-- start of SELECTED EXCERPT --

Rachael Churchill said,
June 11, 2020 @ 7:01 am
Also: epithet, pithy/pithily (or pithing), methane (and all other organic chemicals beginning with meth- or eth-), toothy/toothily, breathy/breathily, earthy/earthily and earthing (between two vowels in my non-rhotic accent), and so on.
RP said,
June 11, 2020 @ 8:09 am
It wouldn't have occurred to me to pronounce "thither" other than with /ð/, given its relationship to "there" and "thence".
By the way, what's the technical reason why /ð/ at the start of a word sounds so different from /ð/ at the end of a word (or indeed in medial position), and why /θ/ at the start of a word sounds so different from /θ/ in other positions?
For example, even though I say /ðɪðə/, the two /ð/ sound different somehow. The second one is softer. As I child, I used to have trouble pronouncing both voiced and unvoiced "th" sounds, but there were three different sounds I substituted (/d/, /v/, /f/), not two. For instance, /ðɪðə/ would have been /dɪvə/ (and never /dɪdə/ nor /vɪvə/), while "thin" /θɪn/ was /fɪn/.

-- end of SELECTED EXCERPT --
-- start of SUPPLIED MATERIAL --

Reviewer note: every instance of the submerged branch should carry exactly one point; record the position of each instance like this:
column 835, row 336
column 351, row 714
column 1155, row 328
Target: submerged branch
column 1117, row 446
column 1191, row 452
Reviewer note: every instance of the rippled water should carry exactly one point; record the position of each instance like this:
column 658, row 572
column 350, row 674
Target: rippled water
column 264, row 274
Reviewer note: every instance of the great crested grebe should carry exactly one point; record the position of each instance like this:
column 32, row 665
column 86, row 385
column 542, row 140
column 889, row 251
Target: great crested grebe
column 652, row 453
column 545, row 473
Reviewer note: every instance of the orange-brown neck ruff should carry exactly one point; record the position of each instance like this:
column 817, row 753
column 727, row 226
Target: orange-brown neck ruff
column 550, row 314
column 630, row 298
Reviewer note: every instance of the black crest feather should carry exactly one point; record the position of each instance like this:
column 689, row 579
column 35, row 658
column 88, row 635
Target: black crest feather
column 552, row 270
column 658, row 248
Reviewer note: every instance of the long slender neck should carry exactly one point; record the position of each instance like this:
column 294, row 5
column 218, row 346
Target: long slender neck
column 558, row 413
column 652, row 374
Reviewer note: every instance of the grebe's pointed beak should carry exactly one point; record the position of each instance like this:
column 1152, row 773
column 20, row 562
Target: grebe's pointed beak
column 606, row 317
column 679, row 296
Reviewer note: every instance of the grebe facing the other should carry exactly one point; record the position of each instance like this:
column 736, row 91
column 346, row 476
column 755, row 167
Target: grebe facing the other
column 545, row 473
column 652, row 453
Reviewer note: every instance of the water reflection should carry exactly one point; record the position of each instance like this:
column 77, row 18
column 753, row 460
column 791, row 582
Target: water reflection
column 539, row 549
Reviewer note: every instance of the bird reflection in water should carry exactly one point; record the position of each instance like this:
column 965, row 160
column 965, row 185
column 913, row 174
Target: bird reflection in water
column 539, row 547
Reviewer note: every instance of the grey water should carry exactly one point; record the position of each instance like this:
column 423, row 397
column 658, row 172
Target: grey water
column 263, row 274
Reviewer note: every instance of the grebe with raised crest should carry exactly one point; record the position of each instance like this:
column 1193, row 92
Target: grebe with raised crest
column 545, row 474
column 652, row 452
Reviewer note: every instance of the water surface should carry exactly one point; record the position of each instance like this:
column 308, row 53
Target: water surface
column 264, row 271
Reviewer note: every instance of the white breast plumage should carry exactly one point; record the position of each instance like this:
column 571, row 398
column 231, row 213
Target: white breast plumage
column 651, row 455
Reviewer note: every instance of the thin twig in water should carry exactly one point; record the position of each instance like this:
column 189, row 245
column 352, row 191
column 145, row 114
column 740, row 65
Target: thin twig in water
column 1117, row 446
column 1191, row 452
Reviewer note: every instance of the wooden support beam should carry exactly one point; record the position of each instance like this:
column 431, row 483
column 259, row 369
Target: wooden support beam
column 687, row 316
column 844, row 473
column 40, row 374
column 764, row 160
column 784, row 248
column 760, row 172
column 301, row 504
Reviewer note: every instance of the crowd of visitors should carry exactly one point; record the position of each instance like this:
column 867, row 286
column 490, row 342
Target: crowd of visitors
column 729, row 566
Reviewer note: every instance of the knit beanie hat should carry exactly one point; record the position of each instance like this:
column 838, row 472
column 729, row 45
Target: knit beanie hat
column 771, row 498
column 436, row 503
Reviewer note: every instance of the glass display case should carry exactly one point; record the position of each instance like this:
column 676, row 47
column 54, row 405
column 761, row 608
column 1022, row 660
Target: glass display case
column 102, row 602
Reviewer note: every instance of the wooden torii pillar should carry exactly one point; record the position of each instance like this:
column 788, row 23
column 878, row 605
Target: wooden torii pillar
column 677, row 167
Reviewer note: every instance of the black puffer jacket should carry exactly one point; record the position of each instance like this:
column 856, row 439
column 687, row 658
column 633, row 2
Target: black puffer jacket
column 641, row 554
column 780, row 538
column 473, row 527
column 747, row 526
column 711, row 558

-- end of SUPPLIED MATERIAL --

REQUIRED ACTIONS
1. Output the part of the comment thread from "By the way, what's" through "in other positions?", inclusive, copied word for word.
2. According to the comment thread, which three sounds did RP substitute for "th" sounds as a child?

ANSWERS BY TASK
1.
By the way, what's the technical reason why /ð/ at the start of a word sounds so different from /ð/ at the end of a word (or indeed in medial position), and why /θ/ at the start of a word sounds so different from /θ/ in other positions?

2. /d/, /v/, and /f/